- CHALLENGE
Can you copy out every one of the rows below, swapping "top-left corner" for "upper-left corner" wherever it occurs and keeping everything else the same, with the pictures left out?

- RECORD EXCERPTS
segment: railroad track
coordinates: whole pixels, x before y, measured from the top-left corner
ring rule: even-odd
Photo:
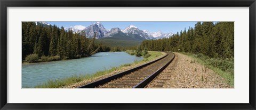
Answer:
[[[175,57],[172,52],[163,57],[78,88],[143,88],[157,76]]]

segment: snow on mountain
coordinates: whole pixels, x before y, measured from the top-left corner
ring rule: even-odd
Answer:
[[[85,29],[86,27],[83,25],[75,25],[74,26],[70,26],[68,28],[65,28],[65,30],[69,29],[72,30],[74,33],[77,33],[82,30]]]
[[[65,29],[66,30],[70,29],[74,33],[84,30],[87,38],[93,38],[94,34],[97,33],[97,39],[105,37],[116,37],[121,35],[123,37],[132,37],[136,39],[151,40],[168,38],[173,34],[172,33],[163,33],[161,31],[152,33],[146,30],[142,31],[133,25],[130,25],[123,30],[121,30],[118,28],[106,30],[100,22],[97,22],[87,27],[82,25],[75,25]]]
[[[96,38],[101,38],[108,33],[108,30],[104,28],[103,25],[100,22],[91,24],[84,29],[85,36],[87,38],[93,38],[94,34],[96,34]]]
[[[162,38],[163,36],[163,33],[162,33],[161,31],[158,31],[155,32],[153,32],[151,34],[152,36],[153,36],[154,38]]]
[[[172,35],[173,35],[173,33],[172,33],[172,32],[168,33],[167,33],[167,34],[164,34],[163,35],[163,38],[169,38],[171,37],[171,36],[172,36]]]
[[[122,32],[126,34],[126,35],[129,34],[135,34],[144,38],[145,39],[150,39],[150,34],[148,34],[146,32],[139,29],[137,27],[131,25],[128,27],[125,28],[124,30],[122,30]]]
[[[106,37],[112,37],[112,36],[114,36],[115,35],[117,34],[119,34],[119,36],[125,36],[125,34],[124,34],[124,33],[123,33],[121,30],[120,30],[119,28],[112,28],[111,29],[111,30],[110,30],[110,31],[108,31],[108,32],[106,34],[105,34],[105,35],[104,35],[104,38],[106,38]]]
[[[44,21],[35,21],[36,25],[50,25],[50,24],[48,24],[46,22]]]
[[[123,33],[134,33],[134,31],[138,29],[138,28],[133,25],[129,25],[129,26],[127,27],[126,28],[125,28],[124,30],[122,30],[122,32],[123,32]]]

- FINISHED ANSWER
segment: railroad track
coordinates: whole pixels, x before y, measured from the upper-left corner
ring rule: even-odd
Photo:
Answer:
[[[175,57],[172,52],[163,57],[78,88],[143,88],[157,76]]]

segment: snow on mountain
coordinates: whole pixels, x before y, measured from the upper-left corner
ring rule: even-odd
Answer:
[[[85,29],[86,27],[83,25],[75,25],[74,26],[70,26],[68,28],[65,28],[65,30],[69,29],[72,30],[74,33],[77,33],[82,30]]]
[[[65,29],[66,30],[70,29],[74,33],[84,30],[87,38],[93,38],[94,34],[97,33],[97,39],[105,37],[116,37],[121,35],[123,37],[132,37],[136,39],[151,40],[168,38],[173,34],[172,33],[163,33],[161,31],[152,33],[146,30],[142,31],[133,25],[130,25],[123,30],[121,30],[118,28],[106,30],[100,22],[97,22],[87,27],[82,25],[75,25]]]
[[[96,38],[101,38],[108,33],[108,30],[104,28],[103,25],[100,22],[91,24],[84,29],[85,36],[87,38],[93,38],[94,34],[96,34]]]
[[[162,38],[163,36],[163,33],[162,33],[161,31],[158,31],[155,32],[153,32],[151,34],[152,36],[153,36],[154,38]]]
[[[172,35],[173,35],[173,33],[172,33],[172,32],[168,33],[167,33],[167,34],[164,34],[163,35],[163,38],[169,38],[171,37],[171,36],[172,36]]]
[[[122,32],[126,34],[126,35],[129,34],[135,34],[144,38],[145,39],[150,39],[150,34],[148,34],[146,32],[139,29],[137,27],[131,25],[128,27],[125,28],[124,30],[122,30]]]
[[[106,37],[112,37],[112,36],[114,36],[115,35],[117,34],[119,34],[119,36],[125,36],[125,34],[124,34],[124,33],[123,33],[121,30],[120,30],[119,28],[112,28],[111,29],[111,30],[110,30],[110,31],[108,31],[108,32],[106,34],[105,34],[105,35],[104,35],[104,38],[106,38]]]
[[[44,21],[35,21],[36,25],[50,25],[50,24],[48,24],[46,22]]]
[[[123,33],[134,33],[134,31],[138,29],[138,28],[133,25],[129,25],[129,26],[127,27],[126,28],[125,28],[124,30],[122,30],[122,32],[123,32]]]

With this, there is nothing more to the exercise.